As you restate the entries, keep every word intact and leave out whatever images they hold.

--- Provided material Enclosed Below ---

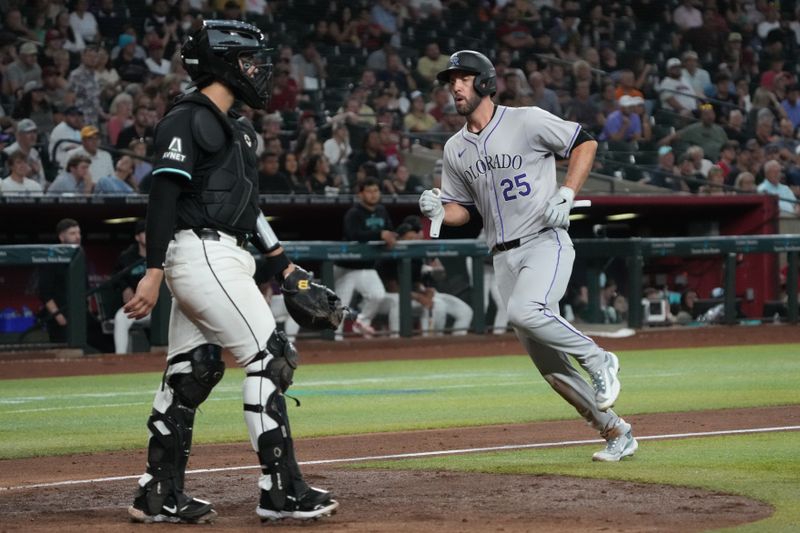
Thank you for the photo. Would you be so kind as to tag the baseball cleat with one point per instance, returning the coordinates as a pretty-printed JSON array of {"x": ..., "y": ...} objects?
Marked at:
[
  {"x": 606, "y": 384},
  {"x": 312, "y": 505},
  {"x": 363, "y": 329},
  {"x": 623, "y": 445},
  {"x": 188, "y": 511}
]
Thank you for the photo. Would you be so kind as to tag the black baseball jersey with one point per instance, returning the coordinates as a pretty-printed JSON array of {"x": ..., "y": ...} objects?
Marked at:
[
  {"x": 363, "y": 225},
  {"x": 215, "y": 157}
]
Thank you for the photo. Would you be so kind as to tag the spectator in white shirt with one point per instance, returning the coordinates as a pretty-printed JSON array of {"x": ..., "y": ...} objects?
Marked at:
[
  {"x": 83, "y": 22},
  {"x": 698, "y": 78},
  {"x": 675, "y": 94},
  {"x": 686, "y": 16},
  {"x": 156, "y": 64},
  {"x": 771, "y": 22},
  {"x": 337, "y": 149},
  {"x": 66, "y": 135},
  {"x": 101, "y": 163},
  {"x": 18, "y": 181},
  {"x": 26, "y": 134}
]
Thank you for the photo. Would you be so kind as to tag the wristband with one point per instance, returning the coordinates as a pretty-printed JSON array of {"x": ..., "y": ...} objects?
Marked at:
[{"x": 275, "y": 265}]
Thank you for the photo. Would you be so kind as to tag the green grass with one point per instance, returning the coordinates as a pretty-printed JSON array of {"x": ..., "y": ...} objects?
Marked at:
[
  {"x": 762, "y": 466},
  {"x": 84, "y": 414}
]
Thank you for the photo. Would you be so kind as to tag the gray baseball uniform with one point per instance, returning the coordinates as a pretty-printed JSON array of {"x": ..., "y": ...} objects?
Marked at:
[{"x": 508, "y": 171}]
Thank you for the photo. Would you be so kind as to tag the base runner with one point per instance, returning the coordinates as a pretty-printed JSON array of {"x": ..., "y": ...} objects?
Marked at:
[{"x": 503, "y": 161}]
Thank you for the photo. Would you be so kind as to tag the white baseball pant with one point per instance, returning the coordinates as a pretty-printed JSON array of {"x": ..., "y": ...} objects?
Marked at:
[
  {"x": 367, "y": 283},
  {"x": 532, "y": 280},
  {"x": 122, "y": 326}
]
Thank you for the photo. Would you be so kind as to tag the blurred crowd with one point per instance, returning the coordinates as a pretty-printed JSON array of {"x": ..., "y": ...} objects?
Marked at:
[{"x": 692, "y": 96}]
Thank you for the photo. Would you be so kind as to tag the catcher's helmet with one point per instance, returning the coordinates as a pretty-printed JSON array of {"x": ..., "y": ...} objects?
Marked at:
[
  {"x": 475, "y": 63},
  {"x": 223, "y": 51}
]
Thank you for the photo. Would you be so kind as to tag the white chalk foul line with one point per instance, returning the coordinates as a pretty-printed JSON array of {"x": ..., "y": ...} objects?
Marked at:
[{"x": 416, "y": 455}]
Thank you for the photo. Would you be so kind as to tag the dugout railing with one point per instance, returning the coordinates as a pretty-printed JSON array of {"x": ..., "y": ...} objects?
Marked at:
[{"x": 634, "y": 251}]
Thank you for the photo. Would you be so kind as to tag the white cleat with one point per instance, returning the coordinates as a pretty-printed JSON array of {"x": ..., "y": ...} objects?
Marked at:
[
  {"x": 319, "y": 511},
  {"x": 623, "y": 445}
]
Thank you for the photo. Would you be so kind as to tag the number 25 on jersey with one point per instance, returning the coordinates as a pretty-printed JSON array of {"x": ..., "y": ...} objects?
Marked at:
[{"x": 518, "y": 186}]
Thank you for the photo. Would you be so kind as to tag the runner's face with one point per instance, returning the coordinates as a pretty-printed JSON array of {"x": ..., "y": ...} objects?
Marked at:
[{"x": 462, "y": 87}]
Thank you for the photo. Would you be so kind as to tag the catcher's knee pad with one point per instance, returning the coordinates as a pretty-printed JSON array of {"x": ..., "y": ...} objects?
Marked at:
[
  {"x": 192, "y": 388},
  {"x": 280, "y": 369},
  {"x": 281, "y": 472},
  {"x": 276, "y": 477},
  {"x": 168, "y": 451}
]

--- End of Enclosed Provided material ---

> **Answer area**
Thank you for the photo. Would you be so kind as to tag the baseball cleat with one point per instance, returning the coordinates as a pretty-printed JSON array of {"x": ..., "y": ...} objects?
Marked at:
[
  {"x": 606, "y": 384},
  {"x": 312, "y": 505},
  {"x": 363, "y": 329},
  {"x": 623, "y": 445},
  {"x": 188, "y": 511}
]
Thank you for the photo. Would you be so kind as to tag the black baseball jersey with one point per instance, returning the coordinates as a pretty-printed JSON array of {"x": ..., "y": ...} objects?
Marked at:
[
  {"x": 363, "y": 225},
  {"x": 215, "y": 157}
]
Thank you for the photo. Would you be so kind as to tag the spectator in white shirt with one point per instance, returning the coordinates as a pretty-printed JSON array of {"x": ..., "y": ...} objects?
Marked at:
[
  {"x": 83, "y": 22},
  {"x": 698, "y": 78},
  {"x": 675, "y": 94},
  {"x": 686, "y": 16},
  {"x": 156, "y": 64},
  {"x": 771, "y": 22},
  {"x": 337, "y": 149},
  {"x": 66, "y": 135},
  {"x": 101, "y": 163},
  {"x": 18, "y": 181},
  {"x": 26, "y": 134}
]
Thank you for the photo. Would you be so kind as to tag the wristband with one point per instance, returning the coordinates as a pretty-printed JSON array of {"x": ..., "y": ...} objects?
Marked at:
[{"x": 275, "y": 265}]
Thank you for the photo. Would you be so kind as to tag the green grass with one point per instance, returning the coordinates as a pretty-printed JSON array of {"x": ..., "y": ...} objects?
Marked at:
[
  {"x": 762, "y": 466},
  {"x": 84, "y": 414}
]
Thank you for the photo. Would you be so kind as to tag the gray baseball uniform with one point per instance, returning the coordinates as a pretty-printed JSON array of {"x": ..., "y": ...} objects?
Marked at:
[{"x": 508, "y": 171}]
Thank you for the photo. Would you be so kind as to tag the base runner with one point per instance, returning the coordinates as a pretty-printed JSON array of {"x": ..., "y": ...} objects?
Marked at:
[{"x": 503, "y": 161}]
Thank you for the photo. Would you be so kind as to tag the white baseball pant with one point per instance, returning the coordinates as a pretty-printed JSON array of {"x": ..., "y": ...} objects?
Marked at:
[
  {"x": 367, "y": 283},
  {"x": 532, "y": 280},
  {"x": 122, "y": 326}
]
Thank you for the photo. Would you be so kind as to tag the blurred crowd with one point per instance, returning the coordinates as a pretty-printed JSON array of {"x": ..., "y": ...} objects?
Marked at:
[{"x": 692, "y": 96}]
Thank you for the photo. Would you be so kind as to tag the catcher's helmet with one point per instance, returning the coordinates as a pretty-printed JSON array of {"x": ..., "y": ...} objects?
Marked at:
[
  {"x": 475, "y": 63},
  {"x": 223, "y": 51}
]
Thank you for the photo. Would you be so kind as to tag the white chalk foul line with one point per instance, returning the coordinates as a pretty-printed JSON array of {"x": ..., "y": ...} objects?
Marked at:
[{"x": 416, "y": 455}]
Thank you for the photo. Would you be so kind as to tag the dugout railing with one point per instance, returning the coordinates as a pretty-printed JSON array of {"x": ..., "y": ...} objects?
Marked at:
[{"x": 634, "y": 251}]
Thank you for the photo. Would you be so kind as to tag the white cleat with one point per instance, returning the coordinates as a pretty-printed JSON array of {"x": ..., "y": ...} objects?
Marked at:
[
  {"x": 319, "y": 511},
  {"x": 623, "y": 445}
]
Thank you for the photo. Would you be so kind as to tag the number 25 on jersey with one point per instance, returning the coordinates as a pretty-printed JSON array of {"x": ..., "y": ...} objects?
Marked at:
[{"x": 518, "y": 186}]
Thank you for the photo. Would you be so kind as to tag the runner's face with one point per instance, returning the coordinates as a pretty-printed JSON array of {"x": ..., "y": ...} objects?
Marked at:
[{"x": 462, "y": 87}]
Thank you for the photo. Would you be so kind as to tag the catcher's knee pad with one point per instance, returning the coordinates as a pretty-printed JSON array of {"x": ..., "y": ...} objects?
Marked at:
[
  {"x": 192, "y": 388},
  {"x": 280, "y": 369},
  {"x": 281, "y": 472},
  {"x": 276, "y": 477},
  {"x": 168, "y": 451}
]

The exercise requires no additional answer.